------ Data for this exercise

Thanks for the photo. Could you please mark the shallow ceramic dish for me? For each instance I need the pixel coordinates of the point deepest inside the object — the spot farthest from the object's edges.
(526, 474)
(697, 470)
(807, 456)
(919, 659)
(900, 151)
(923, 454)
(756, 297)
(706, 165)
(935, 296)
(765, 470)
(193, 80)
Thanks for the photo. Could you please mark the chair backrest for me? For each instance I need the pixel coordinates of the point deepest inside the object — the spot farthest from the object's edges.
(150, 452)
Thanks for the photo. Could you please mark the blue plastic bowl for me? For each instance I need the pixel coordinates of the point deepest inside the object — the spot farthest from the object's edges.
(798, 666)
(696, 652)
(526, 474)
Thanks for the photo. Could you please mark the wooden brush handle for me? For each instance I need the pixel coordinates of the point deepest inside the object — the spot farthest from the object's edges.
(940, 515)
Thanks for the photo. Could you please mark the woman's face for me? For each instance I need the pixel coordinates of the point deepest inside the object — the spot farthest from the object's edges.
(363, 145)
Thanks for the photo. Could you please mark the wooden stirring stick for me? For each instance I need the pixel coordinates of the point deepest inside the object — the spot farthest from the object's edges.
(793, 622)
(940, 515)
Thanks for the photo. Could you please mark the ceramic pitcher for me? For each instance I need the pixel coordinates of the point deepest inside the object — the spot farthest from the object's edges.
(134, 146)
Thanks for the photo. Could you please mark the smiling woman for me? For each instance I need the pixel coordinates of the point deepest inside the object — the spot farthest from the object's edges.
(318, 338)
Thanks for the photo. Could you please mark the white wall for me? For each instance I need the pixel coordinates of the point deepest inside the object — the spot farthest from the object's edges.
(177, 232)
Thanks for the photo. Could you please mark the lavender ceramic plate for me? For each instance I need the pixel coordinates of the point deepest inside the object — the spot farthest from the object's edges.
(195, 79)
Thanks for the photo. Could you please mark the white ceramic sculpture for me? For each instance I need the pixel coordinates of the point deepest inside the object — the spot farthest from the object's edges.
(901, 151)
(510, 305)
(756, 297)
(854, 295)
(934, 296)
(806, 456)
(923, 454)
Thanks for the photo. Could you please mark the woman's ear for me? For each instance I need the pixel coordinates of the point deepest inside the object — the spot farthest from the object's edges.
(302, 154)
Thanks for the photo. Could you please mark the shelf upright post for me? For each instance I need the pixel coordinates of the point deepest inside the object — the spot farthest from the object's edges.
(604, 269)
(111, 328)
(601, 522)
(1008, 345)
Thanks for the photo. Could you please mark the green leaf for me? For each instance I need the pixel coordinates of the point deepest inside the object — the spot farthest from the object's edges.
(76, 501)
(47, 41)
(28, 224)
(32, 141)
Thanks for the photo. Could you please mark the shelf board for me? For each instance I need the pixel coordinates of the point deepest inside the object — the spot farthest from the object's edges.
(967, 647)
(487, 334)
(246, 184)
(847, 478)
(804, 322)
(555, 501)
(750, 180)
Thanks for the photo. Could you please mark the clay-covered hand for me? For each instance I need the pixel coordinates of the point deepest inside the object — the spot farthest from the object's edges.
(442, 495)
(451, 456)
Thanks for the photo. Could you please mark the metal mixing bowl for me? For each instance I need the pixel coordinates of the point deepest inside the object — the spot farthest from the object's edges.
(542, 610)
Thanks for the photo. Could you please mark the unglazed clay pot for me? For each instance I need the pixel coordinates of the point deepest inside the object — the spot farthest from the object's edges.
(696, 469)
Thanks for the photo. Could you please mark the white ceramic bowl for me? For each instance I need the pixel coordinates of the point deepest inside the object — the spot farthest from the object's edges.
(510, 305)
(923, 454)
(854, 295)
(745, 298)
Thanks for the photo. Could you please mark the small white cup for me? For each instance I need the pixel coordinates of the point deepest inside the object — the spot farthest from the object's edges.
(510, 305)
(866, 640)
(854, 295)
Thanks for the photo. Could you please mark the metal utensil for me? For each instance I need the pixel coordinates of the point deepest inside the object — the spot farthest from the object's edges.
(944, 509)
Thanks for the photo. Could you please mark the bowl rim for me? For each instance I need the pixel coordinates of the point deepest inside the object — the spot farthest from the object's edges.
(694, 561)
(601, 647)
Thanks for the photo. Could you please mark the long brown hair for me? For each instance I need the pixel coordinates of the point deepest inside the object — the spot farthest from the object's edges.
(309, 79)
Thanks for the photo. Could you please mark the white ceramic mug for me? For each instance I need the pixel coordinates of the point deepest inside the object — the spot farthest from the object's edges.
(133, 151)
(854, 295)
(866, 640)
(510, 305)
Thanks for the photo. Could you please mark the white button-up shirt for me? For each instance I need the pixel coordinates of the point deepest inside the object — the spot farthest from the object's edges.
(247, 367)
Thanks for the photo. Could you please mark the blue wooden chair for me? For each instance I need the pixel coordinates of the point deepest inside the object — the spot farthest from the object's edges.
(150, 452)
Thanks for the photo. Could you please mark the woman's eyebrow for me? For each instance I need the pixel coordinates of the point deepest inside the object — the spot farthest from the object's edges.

------------

Rewrite the entries from the line containing "Thanks for the photo. Could you please mark the blue wooden" through the end of the entries, replacing "blue wooden chair" with "green wooden chair" and changing nothing else.

Thanks for the photo. Could you please mark the green wooden chair for me? For each instance I need the pixel coordinates of the point deepest inside the object — the spot farthest from the object's edges.
(150, 452)
Thanks for the photo. Could you please mark the woman's eyebrow for me? For each instance I need the pixel coordinates of the point deepest inside the object — the spot farthest from the object's edges.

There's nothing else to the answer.